--- Study text ---

........

Sahajwalla was a commissioner on the Australian Climate commission alongside Professor Tim Flannery and Professor Will Steffen. The Australian Climate commission was responsible for releasing “reliable and autoreactive” information about climate change to the Australian public.

Sahajwalla also is the leader of the green manufacturing department of the ARC Industrial Transformation Research Hub. This department focuses on combining academic research with the Australian Industry to improve technology. This has ensured that the industry has the best research which has translated into environmental and economic benefits for the Australian economy.

==Recognition==
Sahajwalla is one of Australia’s best-known engineers. She has been invited to talk at many international conferences including the Farm2Fork Summit in 2019, TRANSFORM conference in 2019, and the Falling Wall conference in 2018. Sahajwalla was also named one of Australia’s 100 most influential engineers as well as one of Australia’s most innovative engineers by Engineers Australia in 2015 and 2016 respectively.

Sahajwalla also runs a mentoring program for women in science called Science 50:50 with the Australian Research Council (ARC). This program aims to inspire Australian women to pursue degrees and careers in Science and Technology.

==Television appearances==
- Sahajwalla appeared on ABC TV’s show “New Inventors” for several episodes as the residential engineer judge.
- She has also been featured on ABC’s “Australian story” which focused on her achievements and research since founding the Sustainable Materials Research and Technology Lab at UNSW.
- Sahajwalla was a guest panelist on ABC TV’s 2020 Q&A program which discussed the future of the world.
- Sahajwalla was featured in ABC TV’s show Catalyst in 2008.
- Sahajwalla presented a Ted Talk at the 2011 Sydney Event named Reviving Waste.

==Achievements==
Known internationally as the inventor of green steel, Sahajwalla's research is recognized for changing the way the properties of carbon-bearing materials are understood, including coal, coke, graphite, plastics, and rubber. Sahajwalla's work has had a significant impact on the theory and practices that form the basis of operations of the iron-making, steel-making and ceramics industries. Of particular importance is her demonstration that waste plastics and waste rubber can be partial replacements for coal and coke in steel-making.

Sahajwalla’s research on the behavior of carbon at high temperatures has advanced the understanding of materials processing and offered industries more cost-effective ways to adopt sustainable and environmentally friendly production methods.

........

--- The problem ---
Can you summarize the Sahajwalla text above in two sentences?

........

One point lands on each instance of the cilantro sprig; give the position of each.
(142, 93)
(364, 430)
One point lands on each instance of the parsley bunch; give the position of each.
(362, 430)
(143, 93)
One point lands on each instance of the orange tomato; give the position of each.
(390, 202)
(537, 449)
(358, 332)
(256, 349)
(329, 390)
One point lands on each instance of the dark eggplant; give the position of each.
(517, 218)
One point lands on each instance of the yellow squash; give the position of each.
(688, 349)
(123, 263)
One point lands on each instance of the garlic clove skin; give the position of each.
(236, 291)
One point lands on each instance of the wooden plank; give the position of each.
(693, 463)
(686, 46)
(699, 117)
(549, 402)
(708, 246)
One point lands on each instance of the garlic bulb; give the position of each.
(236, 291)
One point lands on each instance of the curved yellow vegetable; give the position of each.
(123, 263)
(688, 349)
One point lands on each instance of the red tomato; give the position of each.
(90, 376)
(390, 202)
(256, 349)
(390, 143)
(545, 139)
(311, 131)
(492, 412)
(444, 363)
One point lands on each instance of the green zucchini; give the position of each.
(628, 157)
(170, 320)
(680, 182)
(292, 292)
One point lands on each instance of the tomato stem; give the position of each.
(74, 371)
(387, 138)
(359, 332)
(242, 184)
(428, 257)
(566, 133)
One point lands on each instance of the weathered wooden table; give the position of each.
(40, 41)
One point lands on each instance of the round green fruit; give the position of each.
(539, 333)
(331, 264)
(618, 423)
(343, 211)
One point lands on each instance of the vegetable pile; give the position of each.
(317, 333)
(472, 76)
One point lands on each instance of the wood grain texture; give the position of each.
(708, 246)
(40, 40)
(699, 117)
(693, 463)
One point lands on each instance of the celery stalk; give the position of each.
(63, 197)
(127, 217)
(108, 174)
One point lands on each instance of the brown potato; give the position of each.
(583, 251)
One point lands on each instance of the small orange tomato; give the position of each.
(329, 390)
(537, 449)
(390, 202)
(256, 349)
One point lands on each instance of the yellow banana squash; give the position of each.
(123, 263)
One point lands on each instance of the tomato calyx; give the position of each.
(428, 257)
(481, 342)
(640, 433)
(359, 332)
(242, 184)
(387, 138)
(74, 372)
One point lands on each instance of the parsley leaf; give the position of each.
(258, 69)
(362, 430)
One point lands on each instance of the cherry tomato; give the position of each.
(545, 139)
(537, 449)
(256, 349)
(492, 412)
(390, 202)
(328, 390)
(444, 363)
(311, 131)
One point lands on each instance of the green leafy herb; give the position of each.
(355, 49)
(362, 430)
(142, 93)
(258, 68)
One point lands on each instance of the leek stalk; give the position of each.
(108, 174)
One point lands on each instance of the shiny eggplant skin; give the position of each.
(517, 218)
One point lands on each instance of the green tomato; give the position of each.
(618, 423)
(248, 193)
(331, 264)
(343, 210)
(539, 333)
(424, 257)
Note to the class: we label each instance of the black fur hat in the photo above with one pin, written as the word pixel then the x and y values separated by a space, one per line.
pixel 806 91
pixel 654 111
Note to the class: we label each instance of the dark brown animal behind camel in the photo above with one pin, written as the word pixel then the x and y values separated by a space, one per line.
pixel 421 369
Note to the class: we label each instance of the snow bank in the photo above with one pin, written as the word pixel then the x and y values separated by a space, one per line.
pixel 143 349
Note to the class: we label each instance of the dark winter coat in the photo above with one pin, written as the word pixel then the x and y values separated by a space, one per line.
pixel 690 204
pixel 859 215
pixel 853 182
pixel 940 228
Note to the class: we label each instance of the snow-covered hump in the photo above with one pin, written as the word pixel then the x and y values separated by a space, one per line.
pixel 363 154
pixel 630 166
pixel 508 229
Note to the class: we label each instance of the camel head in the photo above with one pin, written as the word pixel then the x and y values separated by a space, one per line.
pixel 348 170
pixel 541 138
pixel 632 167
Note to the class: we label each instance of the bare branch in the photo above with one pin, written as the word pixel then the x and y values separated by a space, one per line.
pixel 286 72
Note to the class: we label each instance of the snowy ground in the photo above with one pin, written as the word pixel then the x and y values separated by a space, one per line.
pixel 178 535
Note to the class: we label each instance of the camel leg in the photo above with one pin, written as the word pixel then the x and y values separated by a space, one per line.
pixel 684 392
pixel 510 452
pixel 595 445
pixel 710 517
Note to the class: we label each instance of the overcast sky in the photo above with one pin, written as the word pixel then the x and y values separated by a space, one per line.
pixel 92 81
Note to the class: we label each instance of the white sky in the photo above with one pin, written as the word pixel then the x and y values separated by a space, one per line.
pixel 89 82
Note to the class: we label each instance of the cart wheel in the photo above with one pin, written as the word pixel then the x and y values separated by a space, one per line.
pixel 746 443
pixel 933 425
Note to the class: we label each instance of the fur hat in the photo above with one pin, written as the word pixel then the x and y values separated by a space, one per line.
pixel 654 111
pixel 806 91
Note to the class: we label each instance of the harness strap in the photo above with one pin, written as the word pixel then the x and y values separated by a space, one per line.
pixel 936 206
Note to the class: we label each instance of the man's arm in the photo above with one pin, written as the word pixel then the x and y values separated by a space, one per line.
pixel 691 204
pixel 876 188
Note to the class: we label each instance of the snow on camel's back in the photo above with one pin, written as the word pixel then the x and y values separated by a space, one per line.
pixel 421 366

........

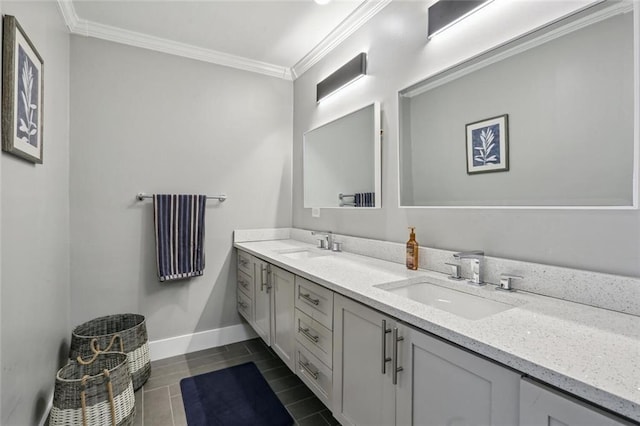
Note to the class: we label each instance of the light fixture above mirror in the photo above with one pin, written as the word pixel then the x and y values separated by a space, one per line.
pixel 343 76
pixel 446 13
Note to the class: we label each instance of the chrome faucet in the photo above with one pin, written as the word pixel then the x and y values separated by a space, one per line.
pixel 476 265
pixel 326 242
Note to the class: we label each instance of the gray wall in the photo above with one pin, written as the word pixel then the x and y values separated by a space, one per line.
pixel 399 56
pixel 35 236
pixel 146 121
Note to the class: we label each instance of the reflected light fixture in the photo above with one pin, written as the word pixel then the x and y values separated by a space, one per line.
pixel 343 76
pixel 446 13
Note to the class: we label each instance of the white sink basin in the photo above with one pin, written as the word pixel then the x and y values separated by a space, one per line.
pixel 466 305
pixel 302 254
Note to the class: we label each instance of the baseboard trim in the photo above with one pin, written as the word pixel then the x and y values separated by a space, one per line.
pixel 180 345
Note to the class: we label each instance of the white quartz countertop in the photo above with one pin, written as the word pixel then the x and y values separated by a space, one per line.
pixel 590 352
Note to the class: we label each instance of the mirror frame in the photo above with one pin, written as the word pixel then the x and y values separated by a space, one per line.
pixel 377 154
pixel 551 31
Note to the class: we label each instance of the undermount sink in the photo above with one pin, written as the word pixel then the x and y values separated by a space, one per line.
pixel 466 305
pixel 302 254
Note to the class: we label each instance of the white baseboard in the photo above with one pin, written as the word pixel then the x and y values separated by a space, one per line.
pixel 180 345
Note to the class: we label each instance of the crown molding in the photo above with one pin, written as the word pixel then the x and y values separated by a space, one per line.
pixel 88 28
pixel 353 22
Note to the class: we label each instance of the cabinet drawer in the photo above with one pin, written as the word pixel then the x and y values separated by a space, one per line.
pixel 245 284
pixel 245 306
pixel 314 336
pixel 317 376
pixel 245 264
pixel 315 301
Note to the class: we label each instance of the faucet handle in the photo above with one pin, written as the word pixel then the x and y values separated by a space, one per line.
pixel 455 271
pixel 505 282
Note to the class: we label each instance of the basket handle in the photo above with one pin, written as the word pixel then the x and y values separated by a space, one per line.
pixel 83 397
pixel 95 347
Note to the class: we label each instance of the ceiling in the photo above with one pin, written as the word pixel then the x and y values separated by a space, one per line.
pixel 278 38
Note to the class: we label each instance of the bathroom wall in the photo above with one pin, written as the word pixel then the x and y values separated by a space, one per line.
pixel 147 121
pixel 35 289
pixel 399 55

........

--- Written solution ---
Sahajwalla served on the Australian Climate Commission, leads the green manufacturing department of the ARC Industrial Transformation Research Hub, runs the Science 50:50 mentoring program for women in science, and has appeared on several ABC TV shows. Known internationally as the inventor of green steel, she demonstrated that waste plastics and waste rubber can partly replace coal and coke in steel-making, and her research on carbon at high temperatures has offered industries more cost-effective ways to adopt sustainable production methods.